== GIVEN TEXT ==
===

For most of the students that I and a colleague in the Art Department from Broward College accompanied abroad, it was their first time in Europe. They were seeing Italy with fresh eyes and were surprised by it all: the art, the language, the architecture, the strange customs, the climate, the superb cuisine, the smells, the churches, the synagogues, the mosques (ancient or modern, empty or well attended), the wine, the shopping of beautiful artifacts; the aesthetic sense, the fashion, the soccer games, the bicycle races, the museums, the paintings, the sculptures, the Ferraris, the pastry shops, the gelato shops, the bread, the opera, the tiramisu, the artisan’s shops, the Sistine chapel, the Colosseum, the Forum Romanun, the David, the Moses, Santa Maria Novella, Santa Maria del Fiore, Santa Croce, St. Peter square, Piazza Navona, and the list could on and on. Naturally they fell in love with the country. How could they possibly not. You could see the enthusiasm and the cultural shock on their faces as they came to class in the morning at the University of Urbino where they were pursuing courses in Italian art, civilization and language. They asked all kinds of strange questions such as why Italian showers had a cord hanging in them.  I’d reply that such a cord was to be used only in case of emergency, in case one slipped in the shower and hurt oneself. They found that strange.

I’d bump into them later in the main square of Urbino (Piazza della Repubblica) eating a gelato, or in the famed Ducal palace of Federico of Montefeltro (dubbed by Kenneth Clark the prototype of Renaissance palaces and the most beautiful in the world) viewing an extraordinary display of Raphael painting, a special this year, Raphael being a native of Urbino; or at night in the same palace’s beautifully lit courtyard where a series of international Renaissance concerts were performed. It was like being in a sort of magical place back in time surrounded by sheer beauty. Indeed, how could they not be impressed by it all?

Of course I was glad of their enthusiasm and did nothing to dampen it in any way but I retained an internal smile throughout. For you see, I have lived in Italy for a quarter of my life; I could not possibly see it the same way they saw it; I saw it with different eyes. I kept remembering and comparing things as they were decades ago and things as they are now. And the compost picture that came out of that comparison was not a pretty one. I’d like to share with the reader some of the reflections on those comparisons. It occurred to me that Italy in 1951 was one of the six founding member states of the European Union at the signing of the Treaty of Rome. She had just come out of some twenty five years of fascism and a disastrous war which has left her in shambles. In 1945, having disposed of Mussolini, fascism, the king and the monarchy the Italian people established a republic. 

The preeminent architect of that republic, who became its first prime minister, was Alcide De Gasperi. He, together with Robert Shumman and Jean Monet in France, and Konrad Aidenouer in Germany advocated the founding of a European Union to prevent, once a for all, another world war on the European continent. These men were real statesmen because they possessed a vision of what a united Europe could symbolize and accomplish in the world. Had they written a constitution it would certainly not have been the uninspiring treaty (the so called Treaty of Lisbon) which wants to pass as a constitution and justifiably rejected at the polls by the people of three member nations.

===

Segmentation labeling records
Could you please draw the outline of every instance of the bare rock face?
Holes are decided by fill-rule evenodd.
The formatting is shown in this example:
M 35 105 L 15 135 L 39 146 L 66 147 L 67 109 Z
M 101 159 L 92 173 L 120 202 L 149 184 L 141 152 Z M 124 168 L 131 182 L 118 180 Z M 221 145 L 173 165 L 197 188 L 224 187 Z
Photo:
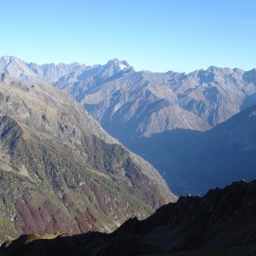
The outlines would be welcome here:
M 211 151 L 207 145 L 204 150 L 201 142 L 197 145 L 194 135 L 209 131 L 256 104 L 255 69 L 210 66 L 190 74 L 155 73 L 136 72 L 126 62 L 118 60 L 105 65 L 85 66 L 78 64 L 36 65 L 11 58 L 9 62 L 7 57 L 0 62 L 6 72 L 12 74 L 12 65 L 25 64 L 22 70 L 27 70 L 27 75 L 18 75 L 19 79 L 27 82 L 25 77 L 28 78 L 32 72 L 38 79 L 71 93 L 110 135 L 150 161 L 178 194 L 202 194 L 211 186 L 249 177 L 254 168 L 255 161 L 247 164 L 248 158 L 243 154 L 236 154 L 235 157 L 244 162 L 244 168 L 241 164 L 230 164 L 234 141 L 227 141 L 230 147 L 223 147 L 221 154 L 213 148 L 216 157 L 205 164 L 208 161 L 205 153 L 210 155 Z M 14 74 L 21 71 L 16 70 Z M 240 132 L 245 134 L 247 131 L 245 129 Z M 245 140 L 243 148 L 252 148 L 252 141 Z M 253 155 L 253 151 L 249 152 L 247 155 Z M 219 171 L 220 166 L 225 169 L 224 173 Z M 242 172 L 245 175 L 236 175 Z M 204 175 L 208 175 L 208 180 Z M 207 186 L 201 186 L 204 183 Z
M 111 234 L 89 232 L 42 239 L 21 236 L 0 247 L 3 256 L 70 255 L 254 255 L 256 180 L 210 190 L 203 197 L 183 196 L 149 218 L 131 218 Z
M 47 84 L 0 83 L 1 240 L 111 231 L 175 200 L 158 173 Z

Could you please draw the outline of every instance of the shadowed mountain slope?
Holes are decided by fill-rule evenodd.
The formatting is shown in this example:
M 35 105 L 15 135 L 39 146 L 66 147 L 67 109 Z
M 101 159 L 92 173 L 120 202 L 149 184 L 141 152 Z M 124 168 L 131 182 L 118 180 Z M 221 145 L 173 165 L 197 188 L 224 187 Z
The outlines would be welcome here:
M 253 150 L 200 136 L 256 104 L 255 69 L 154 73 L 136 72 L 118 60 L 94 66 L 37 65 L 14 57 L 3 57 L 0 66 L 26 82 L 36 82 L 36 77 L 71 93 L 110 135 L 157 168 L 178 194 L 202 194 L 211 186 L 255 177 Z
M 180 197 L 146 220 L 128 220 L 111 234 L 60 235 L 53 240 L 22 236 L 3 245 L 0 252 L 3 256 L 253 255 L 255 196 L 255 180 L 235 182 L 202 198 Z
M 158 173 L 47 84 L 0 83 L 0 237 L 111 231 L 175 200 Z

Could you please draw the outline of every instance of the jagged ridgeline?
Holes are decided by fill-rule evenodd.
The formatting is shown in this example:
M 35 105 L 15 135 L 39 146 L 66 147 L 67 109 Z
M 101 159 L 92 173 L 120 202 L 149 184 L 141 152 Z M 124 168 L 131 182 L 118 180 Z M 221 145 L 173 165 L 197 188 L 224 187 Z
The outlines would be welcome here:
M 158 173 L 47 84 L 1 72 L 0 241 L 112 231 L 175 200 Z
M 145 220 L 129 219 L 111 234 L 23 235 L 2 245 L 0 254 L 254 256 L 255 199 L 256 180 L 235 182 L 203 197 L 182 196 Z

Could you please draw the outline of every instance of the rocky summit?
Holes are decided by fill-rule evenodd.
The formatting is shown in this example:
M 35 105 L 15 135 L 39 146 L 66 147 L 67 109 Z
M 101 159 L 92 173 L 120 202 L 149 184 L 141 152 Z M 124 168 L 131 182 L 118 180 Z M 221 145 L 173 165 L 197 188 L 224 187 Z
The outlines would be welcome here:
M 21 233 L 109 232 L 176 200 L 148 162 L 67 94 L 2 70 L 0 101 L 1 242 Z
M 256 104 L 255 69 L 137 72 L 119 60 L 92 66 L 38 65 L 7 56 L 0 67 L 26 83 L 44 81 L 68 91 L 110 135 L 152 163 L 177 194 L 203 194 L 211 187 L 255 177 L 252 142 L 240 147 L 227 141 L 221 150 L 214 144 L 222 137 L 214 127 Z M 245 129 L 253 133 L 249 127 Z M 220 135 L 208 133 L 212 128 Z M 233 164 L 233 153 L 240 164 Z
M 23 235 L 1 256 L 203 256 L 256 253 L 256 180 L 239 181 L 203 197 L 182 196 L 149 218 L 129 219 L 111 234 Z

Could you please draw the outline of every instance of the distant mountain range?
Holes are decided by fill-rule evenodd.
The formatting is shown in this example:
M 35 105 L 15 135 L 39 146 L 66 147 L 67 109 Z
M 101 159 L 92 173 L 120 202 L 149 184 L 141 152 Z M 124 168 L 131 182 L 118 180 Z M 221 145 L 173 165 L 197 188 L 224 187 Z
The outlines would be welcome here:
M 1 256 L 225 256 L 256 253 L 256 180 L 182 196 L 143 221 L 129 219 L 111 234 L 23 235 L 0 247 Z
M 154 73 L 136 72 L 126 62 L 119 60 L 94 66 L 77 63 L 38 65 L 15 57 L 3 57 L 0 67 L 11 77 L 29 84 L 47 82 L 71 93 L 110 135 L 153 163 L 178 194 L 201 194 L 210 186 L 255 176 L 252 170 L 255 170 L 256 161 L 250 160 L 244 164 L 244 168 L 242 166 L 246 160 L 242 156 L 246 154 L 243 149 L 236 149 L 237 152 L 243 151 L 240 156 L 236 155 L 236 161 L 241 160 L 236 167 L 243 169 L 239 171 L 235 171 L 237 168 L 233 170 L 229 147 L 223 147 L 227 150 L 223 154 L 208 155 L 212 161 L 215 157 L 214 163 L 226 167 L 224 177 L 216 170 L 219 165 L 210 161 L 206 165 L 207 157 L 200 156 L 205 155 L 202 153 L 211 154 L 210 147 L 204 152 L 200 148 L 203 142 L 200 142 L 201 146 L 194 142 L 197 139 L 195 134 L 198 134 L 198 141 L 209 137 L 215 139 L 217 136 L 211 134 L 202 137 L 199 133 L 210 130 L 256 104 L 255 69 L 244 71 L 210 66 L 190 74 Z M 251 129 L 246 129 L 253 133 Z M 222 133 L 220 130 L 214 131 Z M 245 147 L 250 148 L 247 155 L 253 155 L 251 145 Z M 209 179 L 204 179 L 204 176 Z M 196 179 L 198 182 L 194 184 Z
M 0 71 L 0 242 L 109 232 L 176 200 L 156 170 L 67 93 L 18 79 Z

===

== EXERCISE INSTRUCTIONS ==
Rewrite the part of the essay on Italy that opens with the words containing "The preeminent architect" and closes with "three member nations.", replacing "statesmen" with "leaders".

== FULL OUTPUT ==
The preeminent architect of that republic, who became its first prime minister, was Alcide De Gasperi. He, together with Robert Shumman and Jean Monet in France, and Konrad Aidenouer in Germany advocated the founding of a European Union to prevent, once a for all, another world war on the European continent. These men were real leaders because they possessed a vision of what a united Europe could symbolize and accomplish in the world. Had they written a constitution it would certainly not have been the uninspiring treaty (the so called Treaty of Lisbon) which wants to pass as a constitution and justifiably rejected at the polls by the people of three member nations.